━━━ Data records

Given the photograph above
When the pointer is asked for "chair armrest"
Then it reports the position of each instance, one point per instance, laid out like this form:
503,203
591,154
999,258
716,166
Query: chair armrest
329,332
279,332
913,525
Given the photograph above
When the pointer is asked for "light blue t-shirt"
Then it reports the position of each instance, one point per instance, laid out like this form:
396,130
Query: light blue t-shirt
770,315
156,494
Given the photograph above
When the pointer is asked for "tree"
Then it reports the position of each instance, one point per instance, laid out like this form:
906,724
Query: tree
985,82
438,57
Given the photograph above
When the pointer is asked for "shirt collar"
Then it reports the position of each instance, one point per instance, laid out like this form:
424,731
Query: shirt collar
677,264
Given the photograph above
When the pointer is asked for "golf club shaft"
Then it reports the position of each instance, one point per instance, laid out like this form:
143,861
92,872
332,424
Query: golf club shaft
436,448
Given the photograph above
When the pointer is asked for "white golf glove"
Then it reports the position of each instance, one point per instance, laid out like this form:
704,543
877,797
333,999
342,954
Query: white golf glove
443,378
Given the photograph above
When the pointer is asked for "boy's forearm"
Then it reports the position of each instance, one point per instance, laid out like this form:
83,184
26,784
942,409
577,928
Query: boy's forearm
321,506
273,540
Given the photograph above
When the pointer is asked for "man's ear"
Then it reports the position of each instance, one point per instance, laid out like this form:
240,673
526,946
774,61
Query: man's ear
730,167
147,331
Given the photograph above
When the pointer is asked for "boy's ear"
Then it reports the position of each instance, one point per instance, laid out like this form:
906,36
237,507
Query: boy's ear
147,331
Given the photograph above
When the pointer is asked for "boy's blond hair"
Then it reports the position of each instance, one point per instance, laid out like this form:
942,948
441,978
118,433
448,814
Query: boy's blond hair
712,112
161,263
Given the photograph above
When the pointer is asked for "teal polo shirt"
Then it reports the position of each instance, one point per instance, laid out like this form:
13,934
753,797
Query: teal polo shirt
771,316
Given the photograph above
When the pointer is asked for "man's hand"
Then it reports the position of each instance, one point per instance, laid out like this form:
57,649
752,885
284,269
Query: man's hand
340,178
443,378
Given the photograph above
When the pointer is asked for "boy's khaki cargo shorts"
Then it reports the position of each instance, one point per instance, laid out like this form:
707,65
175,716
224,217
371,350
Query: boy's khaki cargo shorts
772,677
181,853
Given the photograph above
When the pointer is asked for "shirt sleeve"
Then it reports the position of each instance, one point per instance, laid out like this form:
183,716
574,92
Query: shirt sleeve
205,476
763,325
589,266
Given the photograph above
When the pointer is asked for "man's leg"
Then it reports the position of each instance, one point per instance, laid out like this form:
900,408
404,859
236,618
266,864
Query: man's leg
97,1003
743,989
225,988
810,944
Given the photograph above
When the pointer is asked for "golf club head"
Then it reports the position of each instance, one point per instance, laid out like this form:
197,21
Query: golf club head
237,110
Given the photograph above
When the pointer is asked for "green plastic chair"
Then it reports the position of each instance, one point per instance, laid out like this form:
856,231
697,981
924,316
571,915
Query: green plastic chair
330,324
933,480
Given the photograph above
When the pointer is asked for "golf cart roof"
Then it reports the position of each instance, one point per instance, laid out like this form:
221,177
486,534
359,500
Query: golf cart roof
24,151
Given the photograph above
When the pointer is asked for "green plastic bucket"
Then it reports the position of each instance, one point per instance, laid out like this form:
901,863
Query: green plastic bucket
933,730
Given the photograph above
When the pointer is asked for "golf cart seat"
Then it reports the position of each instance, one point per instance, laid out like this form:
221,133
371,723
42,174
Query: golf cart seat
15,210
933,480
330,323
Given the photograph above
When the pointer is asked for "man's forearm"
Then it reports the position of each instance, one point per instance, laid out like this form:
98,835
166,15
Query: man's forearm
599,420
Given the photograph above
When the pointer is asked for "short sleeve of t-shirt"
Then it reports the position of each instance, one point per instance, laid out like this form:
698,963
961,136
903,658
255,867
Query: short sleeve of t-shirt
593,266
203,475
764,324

━━━━━━

Set down all of the records shown above once more, exactly.

• [Answer to the problem]
Given the photograph above
When the pointer is asked for "chair armrest"
Then it reports the position of each instance, one point per instance, laid out like this form:
503,203
591,154
999,258
716,166
Query: chair armrest
329,332
279,332
913,525
Given the photograph above
When the pointer is asked for "light blue t-shirt"
Then it reports the position of each instance, one point per instance, laid out like this form:
396,130
Query: light blue t-shirt
770,315
156,494
Given the photograph above
When the pointer is asked for "tree"
Then it reports the position of each instance, one point per instance, laid out like this form:
906,724
Query: tree
985,82
438,57
Given the photograph above
When the pointer is asked for "shirt collar"
Then it reports the position of each instance, one point per instance, laid out like this form:
424,731
Query: shirt collar
677,264
Given the photograph above
When the pointer is asked for "golf club shaft"
Then it reports the position of each instance, one point per instance, laid out like this form:
143,861
92,872
332,424
Query: golf club shaft
436,448
Given the photograph above
When the pointer is asked for "white golf glove"
Then it reports the position of each instance, one point per instance, laid out like this form:
704,543
877,797
333,999
342,954
Query: white golf glove
443,378
Given the photograph above
When the pointer is asked for "boy's forearm"
Then it reports the position of each instance, one point per instance, laid out like this form:
83,184
26,784
942,409
577,928
Query: boy's forearm
321,506
273,540
Given the photograph above
When the pointer is asked for "man's ear"
Then it reports the position of each instance, one point per instance, laid out like this form:
240,673
526,946
774,61
Query: man's ear
730,167
147,331
Given the photograph above
When the pointer is asked for "boy's ear"
Then it reports the position of each instance, one point per instance, laid out like this form:
906,36
237,507
Query: boy's ear
147,331
Given the photograph above
When the pointer is asked for "boy's blond hair"
Then it reports the position of each instance, one point per instance, laid out like this form:
942,948
441,978
118,433
448,814
Query: boy's blond hair
712,112
161,263
Given the photograph above
When the pointer is asked for "teal polo shirt"
Then it reports the position of each instance, one point per instance, laid out like this form:
13,934
753,797
Query: teal polo shirt
771,316
Given the photograph above
When the pointer is asked for "man's hand"
Then it reports the position of each instance, one point per instance, laid out like this form:
57,649
752,885
284,269
Query: man's hand
340,178
443,378
Given the photograph above
When the pointer is asked for "boy's khaki cargo shorts"
Then it reports the position of each instance, one point per instance, laid out like this form:
707,65
175,716
224,217
371,350
Query: boy's khaki cargo shorts
772,677
181,853
Given the photograph above
When the pointer is asked for "shirt sleeve"
Then it reports the position of each instance, one point per instance, laid out like this form:
183,716
574,92
Query: shirt sleeve
205,476
763,325
589,266
Given the photograph above
When the pointer is asked for "man's leg"
Then it reports the position of each instance, one point per instance, laid out like this form:
900,408
404,859
236,618
266,864
Query: man's leg
97,1003
743,989
225,988
810,944
Given the photograph above
When the pointer is asked for "golf club head"
Then it reports the position of each instance, one point per instance, laid out like this form:
197,21
Query: golf club head
237,110
Given the photograph above
When the pointer is asked for "green plastic chair"
Then it reports the position of each instance, one point per instance, laid out like this form:
856,231
697,981
924,316
571,915
Query: green plastic chair
330,324
933,480
Given the photograph above
When the pointer is asked for "golf cart roof"
Then it reports the position of each instance, one point per instance, laid out like this form:
221,177
486,534
359,500
Query: golf cart roof
24,151
Given the photograph above
When the pointer is asked for "green plastic bucket"
Then it reports the position of each instance, one point per instance, laid out like this form:
901,863
Query: green plastic bucket
933,730
Given the photograph above
When the pointer is asked for "golf cart seat"
Then it reports the position of each instance, one point per instance, laid out like this form:
221,133
371,723
42,174
Query: golf cart seat
15,210
933,480
330,323
Given the photograph above
When the pointer is asked for "man's forearm"
Then it reports the position of each instance, one point per instance, laid out like this form:
98,835
166,15
Query: man's forearm
599,420
Given the photograph above
When the pointer is asked for "short sleeve of t-shirt"
Then it reports the position of each instance, one point per instance, laid out like this form:
698,963
961,136
903,658
255,867
Query: short sleeve of t-shirt
593,266
203,475
764,324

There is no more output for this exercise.